Given request: Take the line containing "Keypoint placement: for each instance of the jersey" and every line after it in the data below, and print them exactly as given, with nothing else.

↓↓↓

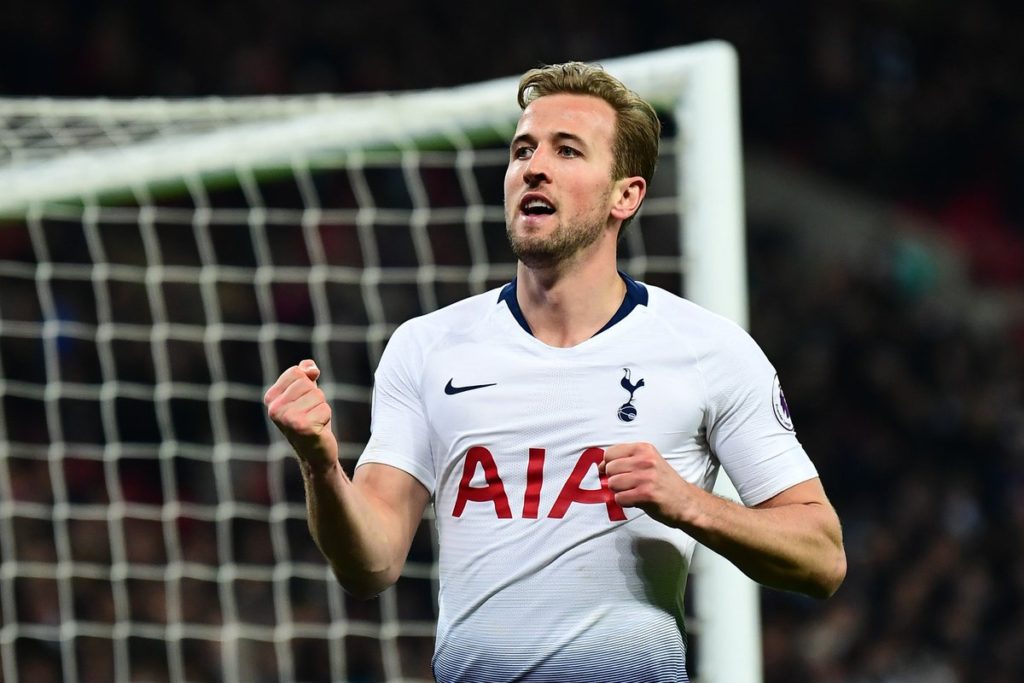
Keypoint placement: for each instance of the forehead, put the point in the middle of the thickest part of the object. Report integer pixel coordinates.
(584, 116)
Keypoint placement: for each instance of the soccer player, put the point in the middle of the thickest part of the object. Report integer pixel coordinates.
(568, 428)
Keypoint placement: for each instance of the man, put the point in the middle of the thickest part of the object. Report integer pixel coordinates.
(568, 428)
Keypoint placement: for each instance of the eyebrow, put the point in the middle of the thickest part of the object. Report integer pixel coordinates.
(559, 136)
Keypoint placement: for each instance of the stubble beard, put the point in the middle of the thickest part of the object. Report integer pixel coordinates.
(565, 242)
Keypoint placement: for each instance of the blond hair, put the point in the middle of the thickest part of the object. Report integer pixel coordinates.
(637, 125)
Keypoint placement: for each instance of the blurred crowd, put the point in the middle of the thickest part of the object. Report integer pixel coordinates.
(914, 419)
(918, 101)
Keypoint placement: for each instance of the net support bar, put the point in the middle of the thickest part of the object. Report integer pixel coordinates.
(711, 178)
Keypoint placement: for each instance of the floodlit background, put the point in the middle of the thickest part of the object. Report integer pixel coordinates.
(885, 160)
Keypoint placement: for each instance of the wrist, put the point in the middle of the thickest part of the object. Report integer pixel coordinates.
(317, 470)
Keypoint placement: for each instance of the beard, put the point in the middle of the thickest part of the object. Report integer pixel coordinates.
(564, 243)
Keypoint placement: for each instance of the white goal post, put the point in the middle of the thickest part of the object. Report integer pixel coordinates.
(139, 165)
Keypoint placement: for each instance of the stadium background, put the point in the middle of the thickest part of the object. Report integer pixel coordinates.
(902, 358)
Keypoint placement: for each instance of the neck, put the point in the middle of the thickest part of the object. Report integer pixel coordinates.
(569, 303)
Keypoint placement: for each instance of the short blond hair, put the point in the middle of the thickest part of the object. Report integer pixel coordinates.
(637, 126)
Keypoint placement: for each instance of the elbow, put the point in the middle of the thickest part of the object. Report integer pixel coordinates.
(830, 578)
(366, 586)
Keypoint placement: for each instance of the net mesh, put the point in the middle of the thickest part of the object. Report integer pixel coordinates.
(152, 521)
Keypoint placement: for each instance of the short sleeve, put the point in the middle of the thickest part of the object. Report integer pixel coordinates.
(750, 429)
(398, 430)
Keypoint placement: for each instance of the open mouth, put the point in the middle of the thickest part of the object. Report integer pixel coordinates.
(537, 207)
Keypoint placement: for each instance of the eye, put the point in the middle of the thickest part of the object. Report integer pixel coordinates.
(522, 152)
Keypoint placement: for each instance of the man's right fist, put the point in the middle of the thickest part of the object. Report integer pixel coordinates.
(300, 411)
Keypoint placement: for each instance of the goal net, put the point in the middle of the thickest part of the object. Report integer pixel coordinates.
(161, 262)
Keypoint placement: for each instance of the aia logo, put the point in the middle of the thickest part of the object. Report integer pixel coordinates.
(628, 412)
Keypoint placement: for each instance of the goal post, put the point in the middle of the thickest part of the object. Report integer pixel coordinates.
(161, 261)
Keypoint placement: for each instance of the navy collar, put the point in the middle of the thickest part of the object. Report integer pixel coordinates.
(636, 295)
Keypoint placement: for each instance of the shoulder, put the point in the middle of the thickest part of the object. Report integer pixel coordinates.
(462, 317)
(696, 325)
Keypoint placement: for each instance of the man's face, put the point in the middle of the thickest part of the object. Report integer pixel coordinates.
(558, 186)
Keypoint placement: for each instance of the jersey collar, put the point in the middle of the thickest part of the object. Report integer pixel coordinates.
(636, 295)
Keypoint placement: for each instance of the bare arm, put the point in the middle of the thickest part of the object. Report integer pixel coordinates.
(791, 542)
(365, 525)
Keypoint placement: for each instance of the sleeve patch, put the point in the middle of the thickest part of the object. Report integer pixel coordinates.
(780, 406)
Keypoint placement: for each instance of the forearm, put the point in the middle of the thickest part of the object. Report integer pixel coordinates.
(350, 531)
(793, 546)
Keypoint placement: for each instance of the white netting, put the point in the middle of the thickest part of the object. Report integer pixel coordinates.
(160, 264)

↑↑↑

Task result:
Keypoint placement: for each instance of the jersey collar, put the point in the middle of the thickest part of the object. Report integer pixel coordinates.
(636, 295)
Keypoint placement: for each instance of the bare arm, put the point in the middle of the thickest part of the object. Report integer pixel coordinates.
(791, 542)
(365, 525)
Keypoint placement: for each instance of the sleeve patch, put the point in the middle of the thickest part of the object. Report integer pixel coordinates.
(780, 406)
Keypoint placement: for each instance of the forearm, put the point in the middle of the thickest part of the object. Report integer pixel coordinates.
(350, 531)
(793, 546)
Keypoint placement: for each instance of the white netting, put the point in the middle of the thickest part of the object. Report integer pixel coordinates.
(160, 264)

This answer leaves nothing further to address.